Tally the lines in the material below that hold the string "cone" and report the tally alone.

BEGIN THE INPUT

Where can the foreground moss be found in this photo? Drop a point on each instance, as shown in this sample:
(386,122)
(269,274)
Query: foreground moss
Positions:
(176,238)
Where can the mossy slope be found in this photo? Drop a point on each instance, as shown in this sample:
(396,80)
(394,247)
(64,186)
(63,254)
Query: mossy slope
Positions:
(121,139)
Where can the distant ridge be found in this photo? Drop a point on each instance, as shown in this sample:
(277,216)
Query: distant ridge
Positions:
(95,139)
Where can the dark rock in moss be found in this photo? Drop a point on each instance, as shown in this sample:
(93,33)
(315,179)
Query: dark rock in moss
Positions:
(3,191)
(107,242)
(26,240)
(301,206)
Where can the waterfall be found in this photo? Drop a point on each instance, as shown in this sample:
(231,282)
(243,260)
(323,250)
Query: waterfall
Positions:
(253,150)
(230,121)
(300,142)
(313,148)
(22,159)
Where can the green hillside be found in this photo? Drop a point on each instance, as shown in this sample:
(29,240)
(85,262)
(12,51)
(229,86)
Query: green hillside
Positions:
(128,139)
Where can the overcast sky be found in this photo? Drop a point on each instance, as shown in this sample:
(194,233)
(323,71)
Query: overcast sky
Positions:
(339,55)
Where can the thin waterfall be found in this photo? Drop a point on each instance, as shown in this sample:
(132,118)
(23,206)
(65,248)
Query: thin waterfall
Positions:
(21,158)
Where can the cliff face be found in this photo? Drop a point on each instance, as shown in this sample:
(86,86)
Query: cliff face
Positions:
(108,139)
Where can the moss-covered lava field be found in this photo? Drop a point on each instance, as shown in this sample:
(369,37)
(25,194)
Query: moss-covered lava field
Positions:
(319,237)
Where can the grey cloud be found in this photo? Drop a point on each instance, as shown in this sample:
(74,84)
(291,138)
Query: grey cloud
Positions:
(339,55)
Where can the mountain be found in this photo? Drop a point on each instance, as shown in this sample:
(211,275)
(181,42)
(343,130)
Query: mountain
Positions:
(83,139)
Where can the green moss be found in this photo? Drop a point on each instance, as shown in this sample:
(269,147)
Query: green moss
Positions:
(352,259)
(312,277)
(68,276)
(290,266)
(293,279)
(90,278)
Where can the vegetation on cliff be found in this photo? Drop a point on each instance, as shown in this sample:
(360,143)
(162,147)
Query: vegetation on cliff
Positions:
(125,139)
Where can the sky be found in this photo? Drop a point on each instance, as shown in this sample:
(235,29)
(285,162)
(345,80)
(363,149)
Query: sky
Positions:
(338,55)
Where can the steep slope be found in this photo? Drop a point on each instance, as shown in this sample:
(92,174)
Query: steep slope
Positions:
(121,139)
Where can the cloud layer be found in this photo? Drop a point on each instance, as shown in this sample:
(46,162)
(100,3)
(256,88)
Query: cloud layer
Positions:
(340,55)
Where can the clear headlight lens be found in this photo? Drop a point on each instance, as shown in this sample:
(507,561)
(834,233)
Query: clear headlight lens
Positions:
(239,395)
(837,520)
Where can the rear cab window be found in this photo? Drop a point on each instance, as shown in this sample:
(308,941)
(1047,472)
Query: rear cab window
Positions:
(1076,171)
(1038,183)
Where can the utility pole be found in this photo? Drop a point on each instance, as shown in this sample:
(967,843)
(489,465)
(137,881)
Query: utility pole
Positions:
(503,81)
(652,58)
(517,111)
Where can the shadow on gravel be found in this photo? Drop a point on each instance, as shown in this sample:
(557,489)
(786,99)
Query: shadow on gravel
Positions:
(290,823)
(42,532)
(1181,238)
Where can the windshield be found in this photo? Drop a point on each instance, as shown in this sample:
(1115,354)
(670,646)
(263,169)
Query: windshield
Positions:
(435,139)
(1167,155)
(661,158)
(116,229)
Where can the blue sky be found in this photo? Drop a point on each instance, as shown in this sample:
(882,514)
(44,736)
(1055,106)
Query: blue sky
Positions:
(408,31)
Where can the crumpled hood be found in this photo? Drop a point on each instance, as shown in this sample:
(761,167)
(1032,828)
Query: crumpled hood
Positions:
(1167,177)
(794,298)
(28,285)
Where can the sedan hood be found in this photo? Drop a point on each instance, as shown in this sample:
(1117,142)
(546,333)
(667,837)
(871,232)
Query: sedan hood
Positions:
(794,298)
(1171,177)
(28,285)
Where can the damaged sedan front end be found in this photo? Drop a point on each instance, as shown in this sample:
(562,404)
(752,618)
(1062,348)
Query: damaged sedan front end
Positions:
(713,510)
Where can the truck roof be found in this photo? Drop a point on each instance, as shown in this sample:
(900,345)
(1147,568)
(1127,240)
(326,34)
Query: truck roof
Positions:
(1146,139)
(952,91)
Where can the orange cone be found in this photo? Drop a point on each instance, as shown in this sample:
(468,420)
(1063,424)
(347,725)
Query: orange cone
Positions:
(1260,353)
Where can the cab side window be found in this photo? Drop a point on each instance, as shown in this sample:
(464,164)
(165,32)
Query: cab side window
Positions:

END THE INPUT

- **YOUR RESPONSE**: 2